▶ **Textauszug**:
Was sich seit 1995 geändert hat ist, dass Bau und Ausrüstung von Maschinen nicht mehr in den Unfallverhütungsvorschriften geregelt ist, sondern per europäischer Maschinenrichtlinie. Die ist jetzt die Rechtsgrundlage auch für die BG. 

Hoheitlich ist das Amt für Arbeitsschutz für die CE-Kennzeichnung die
"zuständige Behörde". Aber keine Sorge, bei schwerwiegenden Mängeln arbeiten die zusammen, u.U. sogar mit der Staatsanwaltschaft.  

Gruß
Tommi


----------



## useroo7 (22 April 2011)

Hi,

vielleicht habe ich mich nicht verständlich ausgedrückt. Ich meinte mit meiner Bemerkung, dass die BG nich mehr die Konformität der einzelnen Maschinen kontrolliert folgendes. Die Aufsichtsperson der BG kann und wird lediglich die CE-Kennzeichnung der einzelnen Maschinen kontrollieren. Die entsprechende Person der BG hat nicht einmal die Zeit die Maschinen hinsichtlich der Einhaltung der Maschinenrichtlinie zu prüfen. Wenn etwas auffälliges entdeckt wird, das die Sicherheit beeinträtigt, dann wird und muss er einschreiten.


----------



## Andreas Koenig (27 April 2011)

als Betreiber sollte man die Betriebssicherheitsverordnung Anhang I hernehmen. Bei festgestellten Mängeln ist diese meist auch nicht erfüllt, dh. Du als Betreiber darfst die Maschine so nicht betreiben.

▶ **Daten**:
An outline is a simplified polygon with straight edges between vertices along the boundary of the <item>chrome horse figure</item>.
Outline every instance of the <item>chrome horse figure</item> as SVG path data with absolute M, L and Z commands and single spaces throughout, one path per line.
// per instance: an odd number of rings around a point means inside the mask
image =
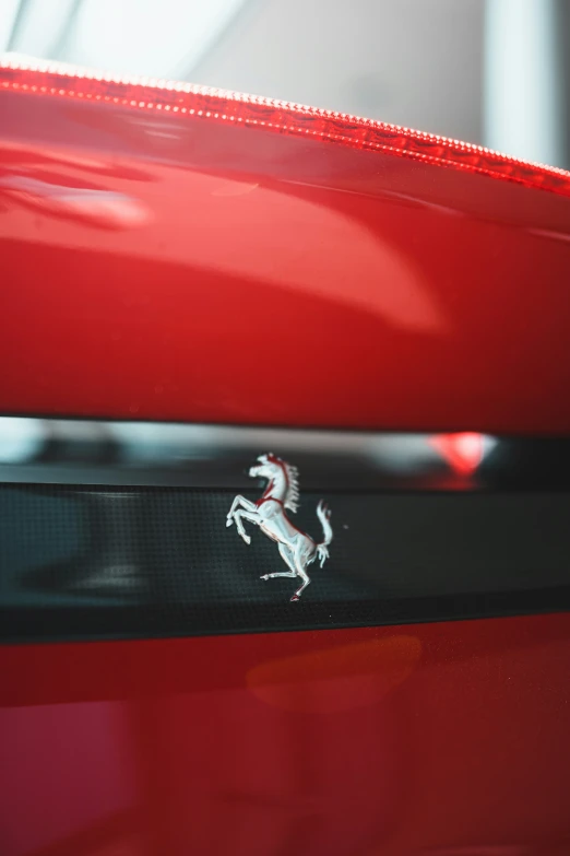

▶ **Ziele**:
A – Tausche im Textauszug „Aufsichtsperson“ gegen „Prüfperson“ aus und gib dabei den Abschnitt wieder, der mit den Worten um „## useroo7 (22“ beginnt und mit „muss er einschreiten.“ endet.
B – Schreibe den Textauszug zur Maschinenrichtlinie ab seinem letzten Satz weiter.
Das Material stammt aus einer anderen Quelle.

▶ **Lösungen der Aufgaben**:
A –
## useroo7 (22 April 2011)

Hi,

vielleicht habe ich mich nicht verständlich ausgedrückt. Ich meinte mit meiner Bemerkung, dass die BG nich mehr die Konformität der einzelnen Maschinen kontrolliert folgendes. Die Prüfperson der BG kann und wird lediglich die CE-Kennzeichnung der einzelnen Maschinen kontrollieren. Die entsprechende Person der BG hat nicht einmal die Zeit die Maschinen hinsichtlich der Einhaltung der Maschinenrichtlinie zu prüfen. Wenn etwas auffälliges entdeckt wird, das die Sicherheit beeinträtigt, dann wird und muss er einschreiten.

B –
Natürlich sollte man mit dem Lieferanten "reden" wenn die Maschine nicht grad 10 Jahre alt ist und die kostenlose Nachrüstung anstreben (schließlich könnte die Gewerbeaufsicht ihm das Inverkehrbringen derartiger Maschinen generell untersagen)....Gerade wenn der Hersteller damit rechnen kann, dass ihr mal wieder bei ihm kauft oder aber nicht...

Ansonsten höre ich meist bei unseren Betreibern: "...aber ich hab doch Bestandsschutz...", "aber da ist ein CE drauf". Im Fall des Unfalls kannst Du das vergessen, vorallem wenn Du explizit auf die Gefährdung hingewiesen wurdest = grobe Fahrlässigkeit droht.

Zu hohes Risiko  --> Handlungsbedarf beim Betreiber...

Auch ist es generell bei den Aufsichtsbehörden & BG eher ratsam sich kooperativ zu zeigen. Hier vielleicht ein Zaun + Sicherheitsschalter gespart, dann woanders ein großes Problem....Es ist immer besser, diese Leute in die Lösungsfindung einzubinden, denn sie sind auch nur Menschen und fühlen sich dann bestätigt und werden nicht grad Entscheidungen zu Deinen Ungunsten treffen.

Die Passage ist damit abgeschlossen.